start RECORDS FOR THE EXERCISE
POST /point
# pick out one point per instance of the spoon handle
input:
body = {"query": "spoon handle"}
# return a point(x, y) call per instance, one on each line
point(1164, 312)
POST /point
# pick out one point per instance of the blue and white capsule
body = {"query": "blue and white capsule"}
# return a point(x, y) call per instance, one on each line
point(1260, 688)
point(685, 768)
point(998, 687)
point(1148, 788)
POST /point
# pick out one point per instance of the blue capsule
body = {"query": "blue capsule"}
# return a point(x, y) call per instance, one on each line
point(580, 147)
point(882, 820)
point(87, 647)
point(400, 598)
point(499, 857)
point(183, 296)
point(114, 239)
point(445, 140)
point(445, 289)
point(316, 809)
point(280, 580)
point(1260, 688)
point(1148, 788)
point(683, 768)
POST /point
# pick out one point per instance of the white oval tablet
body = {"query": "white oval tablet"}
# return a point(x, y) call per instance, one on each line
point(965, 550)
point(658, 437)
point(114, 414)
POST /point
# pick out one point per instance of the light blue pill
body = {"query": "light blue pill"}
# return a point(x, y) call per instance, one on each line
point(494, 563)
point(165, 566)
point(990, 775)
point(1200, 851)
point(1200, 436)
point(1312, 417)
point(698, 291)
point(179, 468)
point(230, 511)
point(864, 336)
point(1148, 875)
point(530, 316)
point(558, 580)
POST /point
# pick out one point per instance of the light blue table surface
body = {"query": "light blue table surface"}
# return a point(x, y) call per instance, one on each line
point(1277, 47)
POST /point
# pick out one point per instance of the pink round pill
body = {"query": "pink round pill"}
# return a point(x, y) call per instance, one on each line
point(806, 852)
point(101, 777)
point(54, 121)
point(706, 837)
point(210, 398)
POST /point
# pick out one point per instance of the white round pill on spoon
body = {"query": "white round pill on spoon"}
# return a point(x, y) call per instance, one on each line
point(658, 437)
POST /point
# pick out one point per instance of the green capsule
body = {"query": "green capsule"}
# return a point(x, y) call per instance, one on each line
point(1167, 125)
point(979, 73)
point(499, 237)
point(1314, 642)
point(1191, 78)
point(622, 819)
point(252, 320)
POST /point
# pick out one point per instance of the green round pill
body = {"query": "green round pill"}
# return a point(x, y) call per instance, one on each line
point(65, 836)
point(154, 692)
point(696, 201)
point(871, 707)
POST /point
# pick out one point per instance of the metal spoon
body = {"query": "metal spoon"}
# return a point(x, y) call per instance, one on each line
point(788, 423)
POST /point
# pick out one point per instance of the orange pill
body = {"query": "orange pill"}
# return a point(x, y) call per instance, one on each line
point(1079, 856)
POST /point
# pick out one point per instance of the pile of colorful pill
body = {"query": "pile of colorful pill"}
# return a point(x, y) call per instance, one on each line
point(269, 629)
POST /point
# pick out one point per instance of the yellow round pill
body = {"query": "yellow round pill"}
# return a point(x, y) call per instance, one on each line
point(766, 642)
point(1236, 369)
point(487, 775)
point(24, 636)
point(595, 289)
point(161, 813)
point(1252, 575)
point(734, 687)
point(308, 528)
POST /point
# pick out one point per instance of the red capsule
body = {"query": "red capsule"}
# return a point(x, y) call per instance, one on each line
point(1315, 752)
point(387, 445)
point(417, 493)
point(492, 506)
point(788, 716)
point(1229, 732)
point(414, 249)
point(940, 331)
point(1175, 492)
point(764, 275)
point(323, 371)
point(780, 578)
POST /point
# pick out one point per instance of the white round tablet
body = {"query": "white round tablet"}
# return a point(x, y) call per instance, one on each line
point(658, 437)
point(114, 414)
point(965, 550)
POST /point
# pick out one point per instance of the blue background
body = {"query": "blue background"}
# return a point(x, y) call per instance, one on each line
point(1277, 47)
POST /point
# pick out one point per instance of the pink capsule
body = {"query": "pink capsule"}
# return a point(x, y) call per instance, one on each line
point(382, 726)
end RECORDS FOR THE EXERCISE
** STATED TASK **
Retype the material above, line by line, exactly.

** FINISHED TASK **
POST /point
# pick out one point per instance of the spoon handle
input:
body = {"query": "spoon handle"}
# return a point(x, y) call per instance, one on each line
point(1164, 312)
POST /point
# pick out one point per instance of the blue and white capsule
body = {"query": "blue and white capsule"}
# return a point(x, y) call per instance, one on each line
point(1260, 688)
point(685, 768)
point(998, 687)
point(1148, 788)
POST /point
# pick out one point per instance of the blue capsule
body = {"query": "blue capsule"}
# return a point(x, y) call per instance, one on each line
point(580, 147)
point(882, 820)
point(87, 647)
point(400, 598)
point(499, 857)
point(183, 296)
point(114, 239)
point(445, 140)
point(445, 289)
point(316, 809)
point(280, 580)
point(1260, 688)
point(1148, 788)
point(683, 768)
POST /point
# pick out one point per instance of the white oval tablet
body = {"query": "white oval tablet"}
# return a point(x, y) call per instance, one on each line
point(965, 550)
point(658, 437)
point(114, 414)
POST /point
# pick out one point per instance of the light blue pill
body = {"query": "light blue pill"}
# return a point(x, y) call per instance, one on each line
point(494, 563)
point(165, 566)
point(990, 775)
point(1200, 851)
point(1200, 436)
point(1312, 417)
point(698, 291)
point(179, 468)
point(230, 511)
point(864, 336)
point(1148, 875)
point(530, 316)
point(558, 580)
POST /point
# pick out one point per instance of the light blue table surface
body = {"query": "light blue table surface"}
# return a point(x, y) call per instance, one on each line
point(1277, 47)
POST /point
# pick out one point per instance of the pink round pill
body = {"query": "pink round pill"}
# return a point(x, y) call per instance, one on each line
point(806, 852)
point(101, 777)
point(54, 121)
point(706, 837)
point(210, 398)
POST /point
# pick out one point per instance of the white round pill on spoon
body = {"query": "white round pill on spoon"}
# return a point(x, y) call per instance, one on each line
point(658, 437)
POST /point
# pick out one point per instance of the green capsule
body = {"query": "green capsule"}
# return a point(x, y) call per instance, one on each line
point(1167, 125)
point(979, 73)
point(499, 237)
point(1314, 642)
point(1191, 78)
point(622, 819)
point(252, 320)
POST /point
# pick out one point per instance of the green round pill
body = {"query": "green round pill"}
# return a point(x, y) call per instance, one on each line
point(65, 836)
point(154, 692)
point(696, 201)
point(871, 707)
POST /point
# pick out one point per instance of the metal spoon
body = {"query": "metal spoon"}
# return a point(x, y) call per instance, one on each line
point(788, 423)
POST /point
# pick out one point per instance of the orange pill
body = {"query": "orange pill"}
# return a point(x, y) call per instance, one on each line
point(1079, 856)
POST /point
# pick out one point per instance of the pile of colorful pill
body = {"query": "pile of colorful pill"}
# return a point(x, y) call per instance, one on each line
point(269, 629)
POST /point
# pick out one point per instance of the yellow round pill
body = {"query": "yellow round pill"}
# return a point(x, y) call per instance, one on each line
point(766, 642)
point(1236, 369)
point(487, 775)
point(24, 636)
point(595, 289)
point(161, 813)
point(1252, 575)
point(734, 687)
point(308, 528)
POST /point
# pick out one point per instance of the red capsule
body = {"query": "red capsule"}
# return a point(x, y) call per instance, one on each line
point(1315, 752)
point(387, 445)
point(417, 493)
point(492, 506)
point(788, 716)
point(1229, 732)
point(414, 249)
point(940, 331)
point(1175, 492)
point(764, 275)
point(323, 371)
point(780, 578)
POST /point
# pick out one point per instance of the white round tablet
body = {"query": "white round tablet"}
# return a point(x, y) call per instance, one on each line
point(658, 437)
point(114, 414)
point(965, 550)
POST /point
# pick out one point per instance of the blue background
body = {"query": "blue background"}
# return a point(x, y) call per instance, one on each line
point(1277, 47)
POST /point
# pick out one point per instance of the pink capsule
body = {"query": "pink capsule"}
# return a point(x, y) call per instance, one on each line
point(382, 726)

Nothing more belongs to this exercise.